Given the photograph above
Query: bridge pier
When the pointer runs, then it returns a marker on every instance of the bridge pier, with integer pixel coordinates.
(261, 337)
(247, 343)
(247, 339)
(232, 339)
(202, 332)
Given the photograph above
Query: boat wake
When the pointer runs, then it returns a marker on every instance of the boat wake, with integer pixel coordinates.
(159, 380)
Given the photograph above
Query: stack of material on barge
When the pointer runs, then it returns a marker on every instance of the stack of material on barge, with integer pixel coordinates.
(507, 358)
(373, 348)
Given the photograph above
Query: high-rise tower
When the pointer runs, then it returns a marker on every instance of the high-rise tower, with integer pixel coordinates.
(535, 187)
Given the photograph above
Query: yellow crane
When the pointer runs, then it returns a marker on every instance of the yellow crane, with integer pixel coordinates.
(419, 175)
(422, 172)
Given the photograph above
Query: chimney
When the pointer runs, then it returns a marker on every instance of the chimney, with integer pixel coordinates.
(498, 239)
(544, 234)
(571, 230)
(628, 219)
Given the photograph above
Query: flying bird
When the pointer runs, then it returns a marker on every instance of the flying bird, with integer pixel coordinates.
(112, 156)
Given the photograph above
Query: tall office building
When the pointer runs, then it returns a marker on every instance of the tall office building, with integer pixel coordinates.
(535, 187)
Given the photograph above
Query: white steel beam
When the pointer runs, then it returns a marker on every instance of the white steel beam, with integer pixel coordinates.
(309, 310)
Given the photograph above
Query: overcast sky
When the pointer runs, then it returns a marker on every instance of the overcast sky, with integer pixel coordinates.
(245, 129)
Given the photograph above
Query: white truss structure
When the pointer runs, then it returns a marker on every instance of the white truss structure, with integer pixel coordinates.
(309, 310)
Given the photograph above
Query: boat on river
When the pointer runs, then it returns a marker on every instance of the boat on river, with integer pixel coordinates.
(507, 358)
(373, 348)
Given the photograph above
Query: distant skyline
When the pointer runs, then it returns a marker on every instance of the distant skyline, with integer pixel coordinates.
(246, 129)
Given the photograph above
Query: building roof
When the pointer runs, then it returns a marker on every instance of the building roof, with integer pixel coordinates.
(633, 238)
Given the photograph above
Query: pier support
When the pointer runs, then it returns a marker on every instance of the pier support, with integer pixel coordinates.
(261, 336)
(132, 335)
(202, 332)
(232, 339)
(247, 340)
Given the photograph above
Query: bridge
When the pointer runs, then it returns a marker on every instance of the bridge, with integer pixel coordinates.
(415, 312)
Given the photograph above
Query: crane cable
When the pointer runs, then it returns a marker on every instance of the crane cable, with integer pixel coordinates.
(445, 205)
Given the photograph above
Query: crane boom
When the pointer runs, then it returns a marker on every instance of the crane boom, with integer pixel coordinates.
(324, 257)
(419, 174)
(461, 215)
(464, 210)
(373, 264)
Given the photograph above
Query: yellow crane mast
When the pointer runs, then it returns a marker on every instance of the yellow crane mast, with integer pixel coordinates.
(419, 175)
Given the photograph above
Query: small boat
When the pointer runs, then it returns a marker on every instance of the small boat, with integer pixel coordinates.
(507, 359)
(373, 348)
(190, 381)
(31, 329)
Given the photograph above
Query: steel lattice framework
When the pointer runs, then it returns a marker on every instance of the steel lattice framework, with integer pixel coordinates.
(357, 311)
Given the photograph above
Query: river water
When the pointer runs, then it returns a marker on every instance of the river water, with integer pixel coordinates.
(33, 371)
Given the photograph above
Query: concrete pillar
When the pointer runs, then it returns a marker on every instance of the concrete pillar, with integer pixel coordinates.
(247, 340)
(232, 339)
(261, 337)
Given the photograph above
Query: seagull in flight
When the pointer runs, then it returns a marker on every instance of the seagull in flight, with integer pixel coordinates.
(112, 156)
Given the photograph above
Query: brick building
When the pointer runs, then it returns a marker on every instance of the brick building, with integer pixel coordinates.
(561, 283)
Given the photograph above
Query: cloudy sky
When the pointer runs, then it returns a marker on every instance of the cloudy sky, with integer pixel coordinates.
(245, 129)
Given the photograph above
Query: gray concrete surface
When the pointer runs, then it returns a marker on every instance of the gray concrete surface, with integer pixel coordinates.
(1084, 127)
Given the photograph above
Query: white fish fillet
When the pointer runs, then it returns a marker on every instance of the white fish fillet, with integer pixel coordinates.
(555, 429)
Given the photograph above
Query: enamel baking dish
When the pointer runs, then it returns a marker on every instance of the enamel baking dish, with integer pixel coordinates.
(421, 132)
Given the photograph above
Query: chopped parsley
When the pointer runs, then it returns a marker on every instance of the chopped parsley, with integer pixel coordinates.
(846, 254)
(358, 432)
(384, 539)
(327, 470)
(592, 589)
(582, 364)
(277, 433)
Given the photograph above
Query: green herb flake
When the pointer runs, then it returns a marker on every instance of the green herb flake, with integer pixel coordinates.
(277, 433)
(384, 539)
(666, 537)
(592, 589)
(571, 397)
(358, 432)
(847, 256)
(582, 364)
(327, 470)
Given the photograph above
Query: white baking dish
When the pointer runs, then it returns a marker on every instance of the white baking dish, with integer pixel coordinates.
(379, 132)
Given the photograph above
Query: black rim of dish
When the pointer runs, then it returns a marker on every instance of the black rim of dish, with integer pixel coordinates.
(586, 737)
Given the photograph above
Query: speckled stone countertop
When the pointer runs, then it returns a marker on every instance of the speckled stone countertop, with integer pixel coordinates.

------------------------------------

▸ **Stated exercise**
Show every line in the entries above that contains the word "barge", please. Case counts.

▸ **Exercise solution**
Query: stack of material on barge
When the pointer runs, then it returns a marker on every instance of the stack of material on barge, with integer pixel coordinates.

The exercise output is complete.